__Aufgabenstellung__.
Beantworten Sie zum Textauszug über die Suche nach Leben auf dem Mars folgende Fragen:
1. Muss man laut Textauszug Leben auf dem Mars finden, um Leben auf der Erde zu erklären?
2. Wer wird nach den Worten „Noch einmal“ zitiert?
3. Welche zwei Gründe werden für die Suche nach Leben auf dem Mars genannt, das mit dem Leben auf der Erde verwandt ist?

__Textauszug__.
^^^^^^^^

We don’t necessarily need to find life on Mars to explain life on Earth, but if there is a common ancestry then finding life on Mars (if it exists) will certainly help us explain our own origin.
Wir müssen nicht notwendiger Weise Leben auf dem Mars finden, um Leben auf der Erde zu erklären, aber wenn es eine gemeinsame Abstammung gibt, dann würde es sicher helfen, unsere Herkunft zu erklären, wenn wie Leben auf dem Mars (falls es existiert) finden.
Also suchen sie nach Leben auf dem Mars, und wenn dabei herauskäme, dass es mit dem auf der Erde verwandt ist, dann wäre es ein nettes Stück Zusatz-Erkenntnis? Auch nicht ganz, aber wir kommen der Sache näher. Noch einmal Chris Carr:
We want to look for life on Mars ancestrally related to life on Earth because 1. the hypothesis of shared ancestry is possibly true and experimentally verifiable, and 2. a positive result will be more definitive than looking for nonspecific evidence of life on Mars.
Wir wollen nach Leben auf dem Mars suchen, das mit dem Leben auf der Erde verwandt ist, weil 1. die Hypothese einer gemeinsamen Abstammung möglicher Weise wahr und experimentell überprüfbar ist und 2. ein positives Resultat viel klarer wäre als nach unspezifischen Beweisen für Leben auf dem Mars zu suchen.

^^^^^^^^

__Einträge aus einer Sammlung__.
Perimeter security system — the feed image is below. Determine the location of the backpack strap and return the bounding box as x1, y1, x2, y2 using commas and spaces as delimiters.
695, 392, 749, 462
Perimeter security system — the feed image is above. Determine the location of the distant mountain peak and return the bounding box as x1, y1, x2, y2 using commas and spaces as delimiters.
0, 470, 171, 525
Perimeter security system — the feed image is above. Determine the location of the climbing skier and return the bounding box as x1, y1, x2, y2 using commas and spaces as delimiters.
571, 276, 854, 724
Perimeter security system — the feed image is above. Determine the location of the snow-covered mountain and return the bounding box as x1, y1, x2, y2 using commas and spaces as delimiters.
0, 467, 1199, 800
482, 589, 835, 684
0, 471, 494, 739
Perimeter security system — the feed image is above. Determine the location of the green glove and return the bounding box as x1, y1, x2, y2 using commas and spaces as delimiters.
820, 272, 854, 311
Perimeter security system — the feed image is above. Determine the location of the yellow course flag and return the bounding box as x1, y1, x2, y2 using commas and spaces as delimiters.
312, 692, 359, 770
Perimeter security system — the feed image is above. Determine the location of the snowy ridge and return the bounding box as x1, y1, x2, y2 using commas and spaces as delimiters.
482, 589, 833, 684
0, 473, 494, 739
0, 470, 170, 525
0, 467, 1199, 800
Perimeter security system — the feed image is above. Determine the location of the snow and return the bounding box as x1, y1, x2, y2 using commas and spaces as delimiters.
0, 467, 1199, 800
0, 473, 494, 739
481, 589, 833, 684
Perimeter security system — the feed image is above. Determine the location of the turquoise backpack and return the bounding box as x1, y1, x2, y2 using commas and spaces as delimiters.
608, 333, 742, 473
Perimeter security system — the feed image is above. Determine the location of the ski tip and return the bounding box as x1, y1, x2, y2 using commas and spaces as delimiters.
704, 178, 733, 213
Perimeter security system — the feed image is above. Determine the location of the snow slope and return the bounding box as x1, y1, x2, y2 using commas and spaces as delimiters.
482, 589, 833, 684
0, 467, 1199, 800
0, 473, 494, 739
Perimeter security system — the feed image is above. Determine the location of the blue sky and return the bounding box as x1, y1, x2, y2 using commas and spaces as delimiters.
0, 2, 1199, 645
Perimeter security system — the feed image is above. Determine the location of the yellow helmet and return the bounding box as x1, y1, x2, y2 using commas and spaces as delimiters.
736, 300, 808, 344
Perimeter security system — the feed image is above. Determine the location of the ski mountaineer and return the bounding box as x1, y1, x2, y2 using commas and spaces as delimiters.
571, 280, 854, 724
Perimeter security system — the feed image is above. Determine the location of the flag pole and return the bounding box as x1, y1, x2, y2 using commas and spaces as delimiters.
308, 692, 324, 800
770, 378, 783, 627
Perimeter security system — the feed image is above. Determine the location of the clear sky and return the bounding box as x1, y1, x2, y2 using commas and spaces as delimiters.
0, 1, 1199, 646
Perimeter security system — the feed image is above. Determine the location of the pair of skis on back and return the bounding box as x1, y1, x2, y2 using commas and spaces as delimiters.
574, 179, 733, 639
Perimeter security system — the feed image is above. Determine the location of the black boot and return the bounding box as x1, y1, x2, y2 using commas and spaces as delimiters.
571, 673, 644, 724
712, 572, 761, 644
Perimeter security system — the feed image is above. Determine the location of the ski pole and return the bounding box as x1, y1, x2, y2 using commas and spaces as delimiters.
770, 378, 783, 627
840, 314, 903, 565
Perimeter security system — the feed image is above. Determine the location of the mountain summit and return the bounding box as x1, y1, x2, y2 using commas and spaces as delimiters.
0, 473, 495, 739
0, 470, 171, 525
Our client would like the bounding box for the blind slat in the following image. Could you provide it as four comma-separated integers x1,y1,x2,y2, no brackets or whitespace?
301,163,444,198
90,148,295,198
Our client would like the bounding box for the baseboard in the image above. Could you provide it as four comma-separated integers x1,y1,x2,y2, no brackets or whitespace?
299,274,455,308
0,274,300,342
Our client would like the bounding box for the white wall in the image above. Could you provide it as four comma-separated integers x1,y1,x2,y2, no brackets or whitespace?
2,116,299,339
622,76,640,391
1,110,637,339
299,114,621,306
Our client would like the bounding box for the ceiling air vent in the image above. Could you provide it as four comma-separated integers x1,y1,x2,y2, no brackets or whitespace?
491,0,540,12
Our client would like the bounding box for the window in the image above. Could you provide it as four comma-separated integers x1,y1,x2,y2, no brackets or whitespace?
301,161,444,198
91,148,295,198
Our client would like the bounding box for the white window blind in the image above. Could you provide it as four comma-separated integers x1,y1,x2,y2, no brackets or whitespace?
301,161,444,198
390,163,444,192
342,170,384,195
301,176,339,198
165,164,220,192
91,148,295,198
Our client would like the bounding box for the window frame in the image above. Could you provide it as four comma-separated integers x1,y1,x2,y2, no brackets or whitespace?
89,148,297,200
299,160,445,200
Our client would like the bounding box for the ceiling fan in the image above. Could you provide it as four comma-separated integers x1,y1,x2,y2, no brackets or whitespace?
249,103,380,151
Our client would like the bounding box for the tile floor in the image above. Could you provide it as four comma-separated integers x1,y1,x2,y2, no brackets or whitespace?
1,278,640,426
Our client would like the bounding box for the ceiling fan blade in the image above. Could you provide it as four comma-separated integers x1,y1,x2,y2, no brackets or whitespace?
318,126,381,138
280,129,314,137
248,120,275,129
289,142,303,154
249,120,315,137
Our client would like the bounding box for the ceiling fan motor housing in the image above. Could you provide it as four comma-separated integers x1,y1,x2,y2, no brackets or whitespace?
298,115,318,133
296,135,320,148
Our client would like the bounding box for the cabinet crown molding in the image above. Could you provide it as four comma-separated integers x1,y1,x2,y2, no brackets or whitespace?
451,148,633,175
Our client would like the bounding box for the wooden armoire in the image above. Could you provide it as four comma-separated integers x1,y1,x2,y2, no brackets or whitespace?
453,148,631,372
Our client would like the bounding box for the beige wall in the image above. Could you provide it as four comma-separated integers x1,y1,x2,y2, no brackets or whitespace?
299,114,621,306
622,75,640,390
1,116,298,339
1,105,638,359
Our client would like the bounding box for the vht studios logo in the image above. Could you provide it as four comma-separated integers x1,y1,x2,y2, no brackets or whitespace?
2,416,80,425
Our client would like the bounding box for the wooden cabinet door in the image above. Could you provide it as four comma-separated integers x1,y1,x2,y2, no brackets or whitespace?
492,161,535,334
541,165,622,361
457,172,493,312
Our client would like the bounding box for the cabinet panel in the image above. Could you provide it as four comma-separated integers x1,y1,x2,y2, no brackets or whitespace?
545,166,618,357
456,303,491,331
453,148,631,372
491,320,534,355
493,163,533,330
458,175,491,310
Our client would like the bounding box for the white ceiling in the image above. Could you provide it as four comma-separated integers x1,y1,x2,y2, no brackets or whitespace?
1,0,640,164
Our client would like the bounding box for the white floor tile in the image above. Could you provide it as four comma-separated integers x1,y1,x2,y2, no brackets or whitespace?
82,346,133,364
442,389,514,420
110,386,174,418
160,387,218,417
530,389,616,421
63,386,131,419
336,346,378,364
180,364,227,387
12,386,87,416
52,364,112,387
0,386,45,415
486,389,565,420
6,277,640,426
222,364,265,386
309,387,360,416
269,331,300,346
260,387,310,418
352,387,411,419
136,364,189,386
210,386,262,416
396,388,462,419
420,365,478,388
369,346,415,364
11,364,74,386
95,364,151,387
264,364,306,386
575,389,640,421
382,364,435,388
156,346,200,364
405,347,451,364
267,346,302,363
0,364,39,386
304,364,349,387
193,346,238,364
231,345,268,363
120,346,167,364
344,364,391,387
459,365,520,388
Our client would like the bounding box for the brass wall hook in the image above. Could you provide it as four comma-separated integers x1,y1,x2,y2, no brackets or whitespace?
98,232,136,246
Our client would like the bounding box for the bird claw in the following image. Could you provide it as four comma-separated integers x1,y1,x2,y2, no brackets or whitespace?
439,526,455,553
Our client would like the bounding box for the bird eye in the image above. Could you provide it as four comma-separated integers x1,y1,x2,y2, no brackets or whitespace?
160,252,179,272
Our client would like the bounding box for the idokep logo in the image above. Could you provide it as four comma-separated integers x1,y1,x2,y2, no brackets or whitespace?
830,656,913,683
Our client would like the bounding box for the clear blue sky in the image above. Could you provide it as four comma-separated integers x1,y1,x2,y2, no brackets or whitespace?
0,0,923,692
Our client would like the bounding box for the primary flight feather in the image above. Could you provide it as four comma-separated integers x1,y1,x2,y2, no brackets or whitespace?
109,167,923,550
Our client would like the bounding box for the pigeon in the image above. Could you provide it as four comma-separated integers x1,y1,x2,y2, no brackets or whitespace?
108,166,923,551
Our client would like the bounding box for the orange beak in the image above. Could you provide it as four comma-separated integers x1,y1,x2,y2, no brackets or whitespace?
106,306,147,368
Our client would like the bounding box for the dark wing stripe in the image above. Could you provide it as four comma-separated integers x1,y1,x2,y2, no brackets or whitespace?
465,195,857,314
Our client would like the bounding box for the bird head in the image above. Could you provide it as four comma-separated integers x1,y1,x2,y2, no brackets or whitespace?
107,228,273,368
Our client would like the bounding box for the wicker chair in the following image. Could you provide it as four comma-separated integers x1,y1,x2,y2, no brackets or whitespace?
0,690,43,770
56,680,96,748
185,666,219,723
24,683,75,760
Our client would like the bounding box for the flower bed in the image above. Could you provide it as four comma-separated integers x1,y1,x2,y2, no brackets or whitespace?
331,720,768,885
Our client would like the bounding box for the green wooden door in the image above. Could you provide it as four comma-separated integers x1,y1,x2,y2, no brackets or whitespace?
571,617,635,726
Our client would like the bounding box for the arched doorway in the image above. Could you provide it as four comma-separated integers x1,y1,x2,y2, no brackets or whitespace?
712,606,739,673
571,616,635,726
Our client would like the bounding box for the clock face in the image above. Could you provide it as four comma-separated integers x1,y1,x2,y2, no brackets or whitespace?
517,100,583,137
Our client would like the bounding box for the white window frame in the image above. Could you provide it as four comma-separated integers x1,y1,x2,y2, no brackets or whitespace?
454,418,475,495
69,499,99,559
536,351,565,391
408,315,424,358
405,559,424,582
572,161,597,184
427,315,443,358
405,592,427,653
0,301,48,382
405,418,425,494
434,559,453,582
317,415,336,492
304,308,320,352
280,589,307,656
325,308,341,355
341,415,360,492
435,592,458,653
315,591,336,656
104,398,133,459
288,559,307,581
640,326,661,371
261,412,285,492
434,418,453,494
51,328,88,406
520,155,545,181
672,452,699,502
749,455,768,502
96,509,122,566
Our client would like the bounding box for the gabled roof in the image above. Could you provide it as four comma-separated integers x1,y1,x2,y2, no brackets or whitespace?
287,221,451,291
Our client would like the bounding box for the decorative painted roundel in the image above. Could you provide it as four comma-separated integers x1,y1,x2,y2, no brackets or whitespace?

^^^^^^^^

__Lösung__.
1. Nein, nicht notwendigerweise.
2. Chris Carr.
3. Die Hypothese einer gemeinsamen Abstammung ist möglicherweise wahr und experimentell überprüfbar, und ein positives Resultat wäre viel klarer als die Suche nach unspezifischen Beweisen für Leben auf dem Mars.